Lord Melbourne , que foi o primeiro-ministro do reinado da rainha Vitória, era precisamente dessas pessoas decentes. Na sua vida privada era um homem encantador : cultivado, lido, humano, liberal. Era também riquíssimo; o seu dinheiro vinha-lhe todo das minas de carvão onde crianças trabalhavam turnos longuíssimos na escuridão mais completa a troco de tuta-e-meia. Era a agonia lenta dessas crianças que lhe permitia ser tão polido e elegante. E nem sequer se pode dizer que o seu caso fosse excepcional. Factos análogos afectam até as origens do próprio comunismo: Marx viveu durante longos anos da caridade de Engels, e Engels vivia da exploração do proletariado de Manchester durante a década esfomeada de 1840. Os jovens finíssimos dos diálogos de Platão, que os classicistas ingleses sempre têm apresentado como modelos a serem seguidos pela juventude aristocrática inglesa, viviam do trabalho de escravos e da exploração do Império Ateniense, de curta duração. As injustiças que nos trazem benefícios diretos e pessoais podem sempre ser justificadas com um sofisma qualquer.
As pessoas ficam horrorizadas , e com imensa razão, pelas atrocidades cometidas pelos Mau-Mau, mas quantos refletirão que tais desmandos, na sua totalidade, não chegam a ser uma milésima parte das atrocidades que os Brancos infligiram , durante séculos, sobre os Negros, através da instituição da escravatura e do rendoso comércio de escravos. A cidade de Bristol conta entre os seus cidadãos muitos homens ricos da mais alta e insuspeita integridade moral - mas a prosperidade dessa cidade deve-se, originalmente e principalmente , ao comércio de escravos.
Quando Stalin estava a introduzir a coletivização na Rússia, teve de enfrentar a oposição obstinada dos camponeses. Desfez essa oposição com uma implacabilidade que teria sido impossível num país democrático. Das suas medidas resultou a morte pela fome de cerca de 5 milhões de camponeses, enquanto vários milhões mais eram exilados para campos de concentração do círculo Ártico. E tudo isto foi feito em nome da necessidade de introduzir uma "agricultura cientifica".
(...) O grande valor da democracia está precisamente em evitar a prática de atrocidades nessa larga escala. É este o seu primeiro e maior mérito. (...)
Contudo , a democracia possui também outros méritos que só ligeiramente são menos importantes. Torna possível um grau de liberdade intelectual que não tem grandes probabilidades de existir sob um regime despótico. Na Rússia de hoje não se permite qualquer obra literária que possa instilar a menor dúvida acerca da sabedoria e virtude superiores dos chefes. Os monarcas despóticos sempre suprimiram, até onde lhes era possível , qualquer sugestão de que o seu poder era excessivo. As Igrejas têm tido culpas idênticas a este respeito. (...)

[A fazer]
Responda a estas perguntas com base no texto sobre a democracia:
1. De onde vinha todo o dinheiro de Lord Melbourne?
2. A que se deve, originalmente e principalmente, a prosperidade da cidade de Bristol?
3. Quantos camponeses morreram de fome em resultado das medidas de Stalin?

[Registos extraídos]
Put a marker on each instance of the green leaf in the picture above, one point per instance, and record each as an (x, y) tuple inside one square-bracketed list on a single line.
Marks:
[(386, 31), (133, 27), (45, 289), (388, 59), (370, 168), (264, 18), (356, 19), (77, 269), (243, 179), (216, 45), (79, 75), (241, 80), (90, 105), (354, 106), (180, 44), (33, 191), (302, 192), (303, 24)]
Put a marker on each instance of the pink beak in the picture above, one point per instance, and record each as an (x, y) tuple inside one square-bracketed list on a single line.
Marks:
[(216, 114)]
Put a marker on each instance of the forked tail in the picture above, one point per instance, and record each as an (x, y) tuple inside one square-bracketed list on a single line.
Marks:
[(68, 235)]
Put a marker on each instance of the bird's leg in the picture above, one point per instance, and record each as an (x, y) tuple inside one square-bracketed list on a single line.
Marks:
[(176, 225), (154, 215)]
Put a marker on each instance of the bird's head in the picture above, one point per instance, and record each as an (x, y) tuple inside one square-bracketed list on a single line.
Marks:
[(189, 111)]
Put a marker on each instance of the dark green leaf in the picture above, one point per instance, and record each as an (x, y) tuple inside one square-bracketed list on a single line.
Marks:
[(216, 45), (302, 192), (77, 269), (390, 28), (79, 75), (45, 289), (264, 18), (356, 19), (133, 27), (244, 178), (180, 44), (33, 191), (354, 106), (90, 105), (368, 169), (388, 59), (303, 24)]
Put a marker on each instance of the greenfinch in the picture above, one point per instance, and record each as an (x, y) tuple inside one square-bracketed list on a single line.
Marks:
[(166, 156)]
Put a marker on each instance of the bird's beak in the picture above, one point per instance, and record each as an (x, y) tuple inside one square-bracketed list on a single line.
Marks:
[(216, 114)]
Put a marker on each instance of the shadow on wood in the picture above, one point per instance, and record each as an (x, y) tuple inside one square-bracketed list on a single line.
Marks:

[Resposta final]
1. Das minas de carvão onde crianças trabalhavam turnos longuíssimos.
2. Ao comércio de escravos.
3. Cerca de 5 milhões.